▶ **WRITTEN INSTRUCTION**
Print every one of the following entries again word for word, keeping each line as it stands.

▶ **MATERIAL PROVIDED**
━━━━━━━━━━━━━━━━━━━━
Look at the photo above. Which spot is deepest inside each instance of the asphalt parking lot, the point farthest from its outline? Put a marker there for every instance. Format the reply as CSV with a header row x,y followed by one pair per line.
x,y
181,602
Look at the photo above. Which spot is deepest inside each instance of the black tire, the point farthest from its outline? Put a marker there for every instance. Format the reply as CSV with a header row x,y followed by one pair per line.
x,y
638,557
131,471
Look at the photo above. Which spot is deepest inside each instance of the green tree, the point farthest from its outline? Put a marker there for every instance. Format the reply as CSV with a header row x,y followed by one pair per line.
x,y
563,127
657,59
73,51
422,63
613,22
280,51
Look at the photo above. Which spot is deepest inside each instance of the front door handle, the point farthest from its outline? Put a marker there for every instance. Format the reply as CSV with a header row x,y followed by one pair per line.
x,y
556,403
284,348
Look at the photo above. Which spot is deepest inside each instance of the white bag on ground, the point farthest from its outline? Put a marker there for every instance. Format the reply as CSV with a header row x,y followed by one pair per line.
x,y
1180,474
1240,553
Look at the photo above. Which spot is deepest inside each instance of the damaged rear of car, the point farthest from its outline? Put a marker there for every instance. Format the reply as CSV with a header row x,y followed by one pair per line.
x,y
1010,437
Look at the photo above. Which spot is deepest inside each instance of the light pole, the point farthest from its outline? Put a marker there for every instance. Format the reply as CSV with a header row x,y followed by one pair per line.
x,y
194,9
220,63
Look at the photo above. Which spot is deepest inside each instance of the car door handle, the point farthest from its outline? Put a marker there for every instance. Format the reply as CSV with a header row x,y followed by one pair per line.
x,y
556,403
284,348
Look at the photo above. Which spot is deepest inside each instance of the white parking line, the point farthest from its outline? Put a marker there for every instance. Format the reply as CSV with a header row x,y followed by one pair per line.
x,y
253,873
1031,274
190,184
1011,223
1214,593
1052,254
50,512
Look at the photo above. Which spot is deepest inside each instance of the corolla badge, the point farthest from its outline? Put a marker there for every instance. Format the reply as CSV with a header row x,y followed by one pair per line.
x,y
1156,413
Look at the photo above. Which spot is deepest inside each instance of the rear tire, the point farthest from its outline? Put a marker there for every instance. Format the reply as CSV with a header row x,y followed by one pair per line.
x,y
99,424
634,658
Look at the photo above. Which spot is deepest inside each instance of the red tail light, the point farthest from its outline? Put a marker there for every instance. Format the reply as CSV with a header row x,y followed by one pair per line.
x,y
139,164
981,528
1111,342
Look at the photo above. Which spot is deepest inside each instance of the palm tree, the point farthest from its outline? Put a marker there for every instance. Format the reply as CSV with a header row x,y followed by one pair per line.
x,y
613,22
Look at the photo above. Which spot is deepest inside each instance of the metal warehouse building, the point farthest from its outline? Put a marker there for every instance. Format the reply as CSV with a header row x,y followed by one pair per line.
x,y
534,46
━━━━━━━━━━━━━━━━━━━━
▶ **THE ANSWER**
Look at the photo above. Which spot is deepest inside each instance of the asphalt parking lot, the point farthest from its outline? Put a marker there for every instance. Format the reply as CSV with a header row x,y followed by one pair per line.
x,y
181,602
Look at the photo above. Which spot is deepest inside each instance of the black tire, the point farthest from its outline? Put a marker there for every instance. Format the reply as CSV with a header row x,y followed by one pair per line.
x,y
638,557
131,471
Look at the photo above. Which spot is deepest inside each instance of the green tree, the point farthest from its outline? Put a marker there for every instance. Format the reply as CSV with a header row x,y followed by one pair per line.
x,y
563,127
657,59
73,51
422,63
613,22
280,51
Look at the photo above. Which spot is deepest inside each instance of the front door handle, the point farthest from its outline? Put a marker there for every instance. Format the reply as CSV with a header row x,y followed by one pair per line.
x,y
556,403
284,348
Look at the photo above. Which spot is deepest inside each instance of the white bag on ground, the point farthest from its outline? Put a marker there for every instance. Format the reply as CSV with a header row x,y followed by one pair per line.
x,y
1180,474
1240,553
Look at the photo above. Which spot is deepest inside each instance of the damaged rear of car, the point farthest from its outline? Put a marker there for every instance. Format the reply as CSV with a header row x,y followed by one pair per line.
x,y
1010,437
Look at the photo above. Which spot is deepest inside each instance of the light pole, the point farthest from its outline? Put a marker there for every instance. Format the reply as CSV with a header row x,y followed by one pair per line.
x,y
194,9
220,63
Look at the photo above. Which spot is deepest inside each instance of the car door handle, the point farthest from its outline? Put a marker there for every instance. Format the reply as CSV with a header row x,y followed by one pair per line.
x,y
556,403
284,348
Look at the photo above. Which spot is deepest inside each instance of the white parking line, the point farthest from its outline? Put a marker there for every instance. Format the reply as CSV with a header row x,y followed by one pair per line.
x,y
253,873
1031,274
190,184
1011,223
1214,593
1052,254
50,512
Look at the photo above. Which spot is deepest inside each instance of the corolla badge, the point farthest from its outline? Put a marker there for every instance. Format the reply as CSV with a header row x,y followed by one pair per line.
x,y
1156,413
Look at the photo above. Which spot is deepest inside each instance of the rear tire, the point farthest from its outline? Put a marker there for every instance. Format the reply as CSV with a header row x,y followed by one pair per line.
x,y
99,424
634,658
Look at the photo above. Which spot is deepest inside each instance of the red tail light, the point farthest from its outline? Put a marker there for every instance. Format the reply as CSV with a header row x,y followed by one pair per line.
x,y
139,164
981,528
1111,342
Look at the photo above. Which spot is deepest inside each instance of the palm tree, the point farthest from its outline? Put a marker there for every instance. Format the reply as CSV with a header row x,y followed by one pair per line.
x,y
613,22
Look at the photo above. Which spot is deepest inside each instance of the metal warehouse building, the point farthest from its outline? Put a marker there for every instance. Format the reply as CSV with a header row x,y followed by one pair per line.
x,y
534,46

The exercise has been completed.